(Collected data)

-=-=-=-=-

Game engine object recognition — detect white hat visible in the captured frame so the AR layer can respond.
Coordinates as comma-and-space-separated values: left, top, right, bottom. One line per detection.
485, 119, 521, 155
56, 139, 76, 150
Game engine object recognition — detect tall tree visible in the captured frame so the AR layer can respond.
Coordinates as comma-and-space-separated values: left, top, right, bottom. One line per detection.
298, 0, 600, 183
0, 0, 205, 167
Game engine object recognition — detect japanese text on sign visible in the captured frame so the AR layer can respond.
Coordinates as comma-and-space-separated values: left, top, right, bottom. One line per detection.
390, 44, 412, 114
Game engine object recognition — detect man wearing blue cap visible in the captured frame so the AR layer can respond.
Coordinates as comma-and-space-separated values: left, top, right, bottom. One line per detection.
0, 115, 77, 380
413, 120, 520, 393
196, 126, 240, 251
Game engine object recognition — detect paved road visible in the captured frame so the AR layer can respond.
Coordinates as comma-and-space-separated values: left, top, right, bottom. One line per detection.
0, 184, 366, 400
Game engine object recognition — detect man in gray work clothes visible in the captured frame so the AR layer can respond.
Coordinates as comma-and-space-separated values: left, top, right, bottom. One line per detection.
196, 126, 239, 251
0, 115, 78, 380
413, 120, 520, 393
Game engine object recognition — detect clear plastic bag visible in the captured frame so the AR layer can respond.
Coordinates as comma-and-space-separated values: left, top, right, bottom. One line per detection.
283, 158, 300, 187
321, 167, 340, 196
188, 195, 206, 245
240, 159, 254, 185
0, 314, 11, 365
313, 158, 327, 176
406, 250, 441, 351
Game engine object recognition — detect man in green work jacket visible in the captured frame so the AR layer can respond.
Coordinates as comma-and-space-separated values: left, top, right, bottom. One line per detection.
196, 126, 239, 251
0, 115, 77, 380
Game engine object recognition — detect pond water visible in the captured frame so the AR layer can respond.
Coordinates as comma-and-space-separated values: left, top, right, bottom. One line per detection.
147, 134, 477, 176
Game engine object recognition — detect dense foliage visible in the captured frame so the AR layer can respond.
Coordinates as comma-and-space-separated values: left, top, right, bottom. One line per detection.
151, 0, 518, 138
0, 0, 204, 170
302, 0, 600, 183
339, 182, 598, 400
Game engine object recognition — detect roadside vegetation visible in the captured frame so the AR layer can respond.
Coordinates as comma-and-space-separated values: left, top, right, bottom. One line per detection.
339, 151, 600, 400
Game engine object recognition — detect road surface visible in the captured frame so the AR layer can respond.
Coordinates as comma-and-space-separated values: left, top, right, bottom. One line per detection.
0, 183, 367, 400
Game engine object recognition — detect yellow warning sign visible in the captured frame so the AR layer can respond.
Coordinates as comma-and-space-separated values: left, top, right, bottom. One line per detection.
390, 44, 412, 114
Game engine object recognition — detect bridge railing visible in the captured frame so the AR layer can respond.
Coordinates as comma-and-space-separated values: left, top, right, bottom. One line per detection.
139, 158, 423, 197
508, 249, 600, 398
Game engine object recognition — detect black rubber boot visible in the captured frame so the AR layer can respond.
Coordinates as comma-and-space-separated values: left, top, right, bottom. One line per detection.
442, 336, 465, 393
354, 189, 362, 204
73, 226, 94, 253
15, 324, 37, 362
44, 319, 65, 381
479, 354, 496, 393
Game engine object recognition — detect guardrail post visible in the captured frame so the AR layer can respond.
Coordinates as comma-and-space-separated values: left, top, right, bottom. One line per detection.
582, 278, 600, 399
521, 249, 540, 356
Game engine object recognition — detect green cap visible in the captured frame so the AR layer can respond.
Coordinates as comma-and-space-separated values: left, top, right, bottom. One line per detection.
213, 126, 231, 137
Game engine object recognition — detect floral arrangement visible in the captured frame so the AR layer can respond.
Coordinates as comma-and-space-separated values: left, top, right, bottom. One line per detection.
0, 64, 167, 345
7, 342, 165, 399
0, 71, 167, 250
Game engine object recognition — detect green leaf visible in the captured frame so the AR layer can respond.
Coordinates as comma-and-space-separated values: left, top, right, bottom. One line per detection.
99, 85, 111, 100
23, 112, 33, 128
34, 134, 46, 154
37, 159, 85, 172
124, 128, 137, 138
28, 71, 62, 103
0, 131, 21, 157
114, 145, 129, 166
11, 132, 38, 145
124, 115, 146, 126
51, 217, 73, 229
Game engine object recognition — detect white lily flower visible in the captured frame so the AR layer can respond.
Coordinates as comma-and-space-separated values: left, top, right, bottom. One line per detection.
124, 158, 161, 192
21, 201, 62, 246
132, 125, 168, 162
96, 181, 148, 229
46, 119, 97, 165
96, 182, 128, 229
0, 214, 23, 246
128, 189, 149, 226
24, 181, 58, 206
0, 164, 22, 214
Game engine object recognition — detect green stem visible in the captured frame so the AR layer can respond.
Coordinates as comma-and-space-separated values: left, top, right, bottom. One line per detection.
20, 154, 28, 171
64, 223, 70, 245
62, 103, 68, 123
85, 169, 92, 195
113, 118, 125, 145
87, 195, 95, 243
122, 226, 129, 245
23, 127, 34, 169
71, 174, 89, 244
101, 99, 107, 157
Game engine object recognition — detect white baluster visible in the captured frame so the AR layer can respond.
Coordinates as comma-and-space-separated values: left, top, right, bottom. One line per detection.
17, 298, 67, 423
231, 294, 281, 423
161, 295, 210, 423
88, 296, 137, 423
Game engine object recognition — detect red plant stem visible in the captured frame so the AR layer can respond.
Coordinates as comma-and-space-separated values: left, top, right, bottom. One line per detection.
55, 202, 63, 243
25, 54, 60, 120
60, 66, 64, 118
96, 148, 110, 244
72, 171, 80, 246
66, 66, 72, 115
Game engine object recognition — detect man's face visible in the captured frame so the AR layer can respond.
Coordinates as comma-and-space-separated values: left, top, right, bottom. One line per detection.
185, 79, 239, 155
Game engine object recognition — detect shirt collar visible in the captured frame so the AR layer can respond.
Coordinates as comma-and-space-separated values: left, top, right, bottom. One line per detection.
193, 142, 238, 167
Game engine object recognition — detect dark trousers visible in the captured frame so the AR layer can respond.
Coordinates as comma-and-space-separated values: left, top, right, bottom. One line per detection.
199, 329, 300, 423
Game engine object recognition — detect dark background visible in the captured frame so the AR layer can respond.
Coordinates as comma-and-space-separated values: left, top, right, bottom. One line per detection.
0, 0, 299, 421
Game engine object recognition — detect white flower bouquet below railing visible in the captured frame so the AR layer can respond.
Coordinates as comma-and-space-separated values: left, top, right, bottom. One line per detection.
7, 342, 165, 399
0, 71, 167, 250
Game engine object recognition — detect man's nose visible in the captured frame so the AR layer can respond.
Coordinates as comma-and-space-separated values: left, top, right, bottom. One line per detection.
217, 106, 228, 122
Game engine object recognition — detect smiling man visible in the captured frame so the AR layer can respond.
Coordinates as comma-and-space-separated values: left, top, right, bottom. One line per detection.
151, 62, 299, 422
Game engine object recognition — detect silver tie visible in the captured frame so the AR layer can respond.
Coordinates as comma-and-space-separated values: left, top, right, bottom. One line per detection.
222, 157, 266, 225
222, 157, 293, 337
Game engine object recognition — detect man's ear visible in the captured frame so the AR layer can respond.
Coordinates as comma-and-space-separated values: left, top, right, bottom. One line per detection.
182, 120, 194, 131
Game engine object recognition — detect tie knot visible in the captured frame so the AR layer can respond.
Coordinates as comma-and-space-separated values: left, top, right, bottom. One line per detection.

-=-=-=-=-

• _What is needed_
Format the material above as a JSON list of strings, with each line as its own entry and blank lines omitted.

• _Answer for this exercise_
[
  "Game engine object recognition — detect white hat visible in the captured frame so the AR layer can respond.",
  "Coordinates as comma-and-space-separated values: left, top, right, bottom. One line per detection.",
  "485, 119, 521, 155",
  "56, 139, 76, 150",
  "Game engine object recognition — detect tall tree visible in the captured frame so the AR layer can respond.",
  "Coordinates as comma-and-space-separated values: left, top, right, bottom. One line per detection.",
  "298, 0, 600, 183",
  "0, 0, 205, 167",
  "Game engine object recognition — detect japanese text on sign visible in the captured frame so the AR layer can respond.",
  "Coordinates as comma-and-space-separated values: left, top, right, bottom. One line per detection.",
  "390, 44, 412, 114",
  "Game engine object recognition — detect man wearing blue cap visible in the captured frame so the AR layer can respond.",
  "Coordinates as comma-and-space-separated values: left, top, right, bottom. One line per detection.",
  "0, 115, 77, 380",
  "413, 120, 520, 393",
  "196, 126, 240, 251",
  "Game engine object recognition — detect paved road visible in the captured frame so the AR layer can respond.",
  "Coordinates as comma-and-space-separated values: left, top, right, bottom. One line per detection.",
  "0, 184, 366, 400",
  "Game engine object recognition — detect man in gray work clothes visible in the captured frame so the AR layer can respond.",
  "Coordinates as comma-and-space-separated values: left, top, right, bottom. One line per detection.",
  "196, 126, 239, 251",
  "0, 115, 78, 380",
  "413, 120, 520, 393",
  "Game engine object recognition — detect clear plastic bag visible in the captured frame so the AR layer can respond.",
  "Coordinates as comma-and-space-separated values: left, top, right, bottom. One line per detection.",
  "283, 158, 300, 187",
  "321, 167, 340, 196",
  "188, 195, 206, 245",
  "240, 159, 254, 185",
  "0, 314, 11, 365",
  "313, 158, 327, 176",
  "406, 250, 441, 351",
  "Game engine object recognition — detect man in green work jacket visible in the captured frame so the AR layer can respond.",
  "Coordinates as comma-and-space-separated values: left, top, right, bottom. One line per detection.",
  "196, 126, 239, 251",
  "0, 115, 77, 380",
  "Game engine object recognition — detect pond water visible in the captured frame so the AR layer can respond.",
  "Coordinates as comma-and-space-separated values: left, top, right, bottom. One line per detection.",
  "147, 134, 477, 176",
  "Game engine object recognition — detect dense foliage visible in the captured frame so the AR layer can respond.",
  "Coordinates as comma-and-space-separated values: left, top, right, bottom. One line per detection.",
  "151, 0, 518, 138",
  "0, 0, 204, 170",
  "302, 0, 600, 183",
  "339, 182, 598, 400",
  "Game engine object recognition — detect roadside vegetation visible in the captured frame so the AR layer can respond.",
  "Coordinates as comma-and-space-separated values: left, top, right, bottom. One line per detection.",
  "339, 151, 600, 400",
  "Game engine object recognition — detect road surface visible in the captured frame so the AR layer can respond.",
  "Coordinates as comma-and-space-separated values: left, top, right, bottom. One line per detection.",
  "0, 183, 367, 400",
  "Game engine object recognition — detect yellow warning sign visible in the captured frame so the AR layer can respond.",
  "Coordinates as comma-and-space-separated values: left, top, right, bottom. One line per detection.",
  "390, 44, 412, 114",
  "Game engine object recognition — detect bridge railing visible in the captured frame so the AR layer can respond.",
  "Coordinates as comma-and-space-separated values: left, top, right, bottom. One line per detection.",
  "139, 158, 423, 197",
  "508, 249, 600, 398",
  "Game engine object recognition — detect black rubber boot visible in the captured frame so the AR layer can respond.",
  "Coordinates as comma-and-space-separated values: left, top, right, bottom. One line per detection.",
  "442, 336, 465, 393",
  "354, 189, 362, 204",
  "73, 226, 94, 253",
  "15, 324, 37, 362",
  "44, 319, 65, 381",
  "479, 354, 496, 393",
  "Game engine object recognition — detect guardrail post visible in the captured frame so the AR layer can respond.",
  "Coordinates as comma-and-space-separated values: left, top, right, bottom. One line per detection.",
  "582, 278, 600, 399",
  "521, 249, 540, 356",
  "Game engine object recognition — detect green cap visible in the captured frame so the AR layer can respond.",
  "Coordinates as comma-and-space-separated values: left, top, right, bottom. One line per detection.",
  "213, 126, 231, 137",
  "Game engine object recognition — detect floral arrangement visible in the captured frame so the AR layer can respond.",
  "Coordinates as comma-and-space-separated values: left, top, right, bottom. One line per detection.",
  "0, 64, 167, 345",
  "7, 342, 165, 399",
  "0, 71, 167, 250",
  "Game engine object recognition — detect green leaf visible in the captured frame so the AR layer can respond.",
  "Coordinates as comma-and-space-separated values: left, top, right, bottom. One line per detection.",
  "99, 85, 111, 100",
  "23, 112, 33, 128",
  "34, 134, 46, 154",
  "37, 159, 85, 172",
  "124, 128, 137, 138",
  "28, 71, 62, 103",
  "0, 131, 21, 157",
  "114, 145, 129, 166",
  "11, 132, 38, 145",
  "124, 115, 146, 126",
  "51, 217, 73, 229",
  "Game engine object recognition — detect white lily flower visible in the captured frame so the AR layer can respond.",
  "Coordinates as comma-and-space-separated values: left, top, right, bottom. One line per detection.",
  "124, 158, 161, 192",
  "21, 201, 62, 246",
  "132, 125, 168, 162",
  "96, 181, 148, 229",
  "46, 119, 97, 165",
  "96, 182, 128, 229",
  "0, 214, 23, 246",
  "128, 189, 149, 226",
  "24, 181, 58, 206",
  "0, 164, 22, 214",
  "Game engine object recognition — detect green stem visible in the captured frame so the AR layer can respond.",
  "Coordinates as comma-and-space-separated values: left, top, right, bottom. One line per detection.",
  "20, 154, 28, 171",
  "64, 223, 70, 245",
  "62, 103, 68, 123",
  "85, 169, 92, 195",
  "113, 118, 125, 145",
  "87, 195, 95, 243",
  "122, 226, 129, 245",
  "23, 127, 34, 169",
  "71, 174, 89, 244",
  "101, 99, 107, 157",
  "Game engine object recognition — detect white baluster visible in the captured frame so the AR layer can respond.",
  "Coordinates as comma-and-space-separated values: left, top, right, bottom. One line per detection.",
  "17, 298, 67, 423",
  "231, 294, 281, 423",
  "161, 295, 210, 423",
  "88, 296, 137, 423",
  "Game engine object recognition — detect red plant stem visible in the captured frame so the AR layer can respond.",
  "Coordinates as comma-and-space-separated values: left, top, right, bottom. One line per detection.",
  "55, 202, 63, 243",
  "25, 54, 60, 120",
  "60, 66, 64, 118",
  "96, 148, 110, 244",
  "72, 171, 80, 246",
  "66, 66, 72, 115",
  "Game engine object recognition — detect man's face visible in the captured frame so the AR layer can respond.",
  "Coordinates as comma-and-space-separated values: left, top, right, bottom. One line per detection.",
  "185, 79, 239, 155",
  "Game engine object recognition — detect shirt collar visible in the captured frame so the AR layer can respond.",
  "Coordinates as comma-and-space-separated values: left, top, right, bottom. One line per detection.",
  "193, 142, 238, 167",
  "Game engine object recognition — detect dark trousers visible in the captured frame so the AR layer can respond.",
  "Coordinates as comma-and-space-separated values: left, top, right, bottom. One line per detection.",
  "199, 329, 300, 423",
  "Game engine object recognition — detect dark background visible in the captured frame so the AR layer can respond.",
  "Coordinates as comma-and-space-separated values: left, top, right, bottom. One line per detection.",
  "0, 0, 299, 421",
  "Game engine object recognition — detect white flower bouquet below railing visible in the captured frame so the AR layer can respond.",
  "Coordinates as comma-and-space-separated values: left, top, right, bottom. One line per detection.",
  "7, 342, 165, 399",
  "0, 71, 167, 250",
  "Game engine object recognition — detect man's nose visible in the captured frame so the AR layer can respond.",
  "Coordinates as comma-and-space-separated values: left, top, right, bottom. One line per detection.",
  "217, 106, 228, 122",
  "Game engine object recognition — detect smiling man visible in the captured frame so the AR layer can respond.",
  "Coordinates as comma-and-space-separated values: left, top, right, bottom. One line per detection.",
  "151, 62, 299, 422",
  "Game engine object recognition — detect silver tie visible in the captured frame so the AR layer can respond.",
  "Coordinates as comma-and-space-separated values: left, top, right, bottom. One line per detection.",
  "222, 157, 266, 225",
  "222, 157, 293, 337",
  "Game engine object recognition — detect man's ear visible in the captured frame so the AR layer can respond.",
  "Coordinates as comma-and-space-separated values: left, top, right, bottom. One line per detection.",
  "182, 120, 194, 131",
  "Game engine object recognition — detect tie knot visible in the captured frame so the AR layer can respond.",
  "Coordinates as comma-and-space-separated values: left, top, right, bottom. One line per detection."
]